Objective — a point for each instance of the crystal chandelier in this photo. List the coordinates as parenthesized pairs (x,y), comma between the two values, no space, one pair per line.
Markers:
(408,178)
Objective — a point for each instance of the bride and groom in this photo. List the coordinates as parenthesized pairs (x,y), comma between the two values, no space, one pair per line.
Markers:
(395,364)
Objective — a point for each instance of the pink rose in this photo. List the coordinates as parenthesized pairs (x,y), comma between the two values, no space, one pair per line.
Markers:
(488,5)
---
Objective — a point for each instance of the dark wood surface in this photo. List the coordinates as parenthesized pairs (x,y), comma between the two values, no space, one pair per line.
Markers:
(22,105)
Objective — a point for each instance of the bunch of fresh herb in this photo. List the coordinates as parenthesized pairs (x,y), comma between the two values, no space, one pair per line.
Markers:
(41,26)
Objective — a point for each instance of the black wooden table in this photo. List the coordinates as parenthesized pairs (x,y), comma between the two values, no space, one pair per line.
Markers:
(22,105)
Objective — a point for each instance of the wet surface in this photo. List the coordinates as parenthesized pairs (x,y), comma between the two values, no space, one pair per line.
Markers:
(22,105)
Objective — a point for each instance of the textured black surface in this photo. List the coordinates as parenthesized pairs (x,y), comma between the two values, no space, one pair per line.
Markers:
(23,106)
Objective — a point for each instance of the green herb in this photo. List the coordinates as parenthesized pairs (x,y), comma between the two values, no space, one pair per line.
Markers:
---
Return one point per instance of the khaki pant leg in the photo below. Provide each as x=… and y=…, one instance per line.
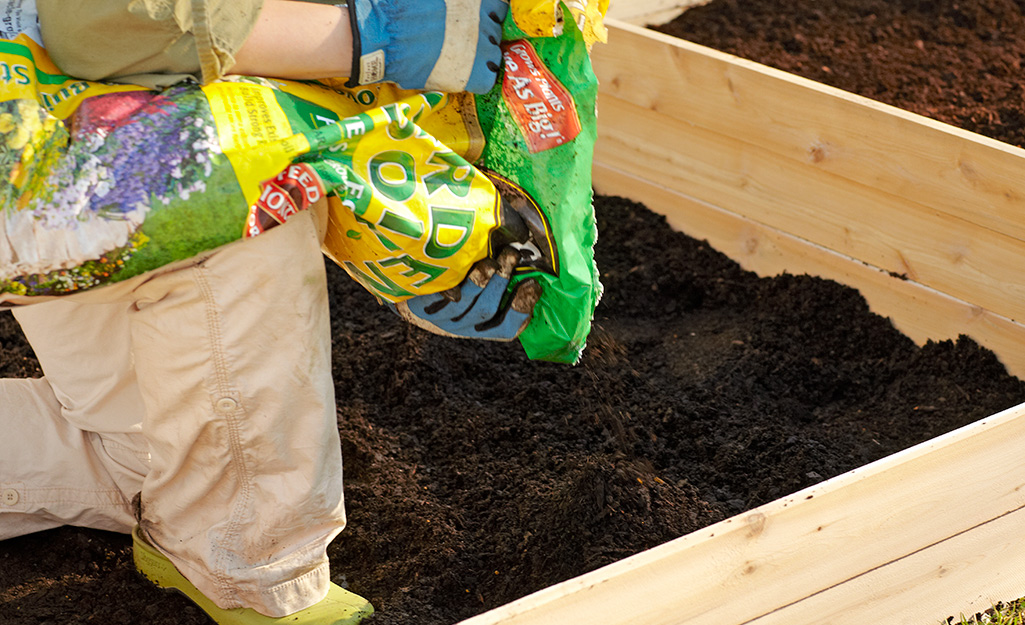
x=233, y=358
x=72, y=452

= WHAT YOU NEED TO DO =
Spot every line in the entries that includes the word "black", and copy each one out.

= ANSWER AREA =
Objective — a point for each instance of the black wooden table in this photo. List the coordinates as parenthesized pairs (x,y), comma between the two values, no space, one pair per line.
Objective — a point for each instance of the textured black surface in this photo. List the coordinates as parenthesized pairs (x,y), comma between the two values, no space, one pair per line.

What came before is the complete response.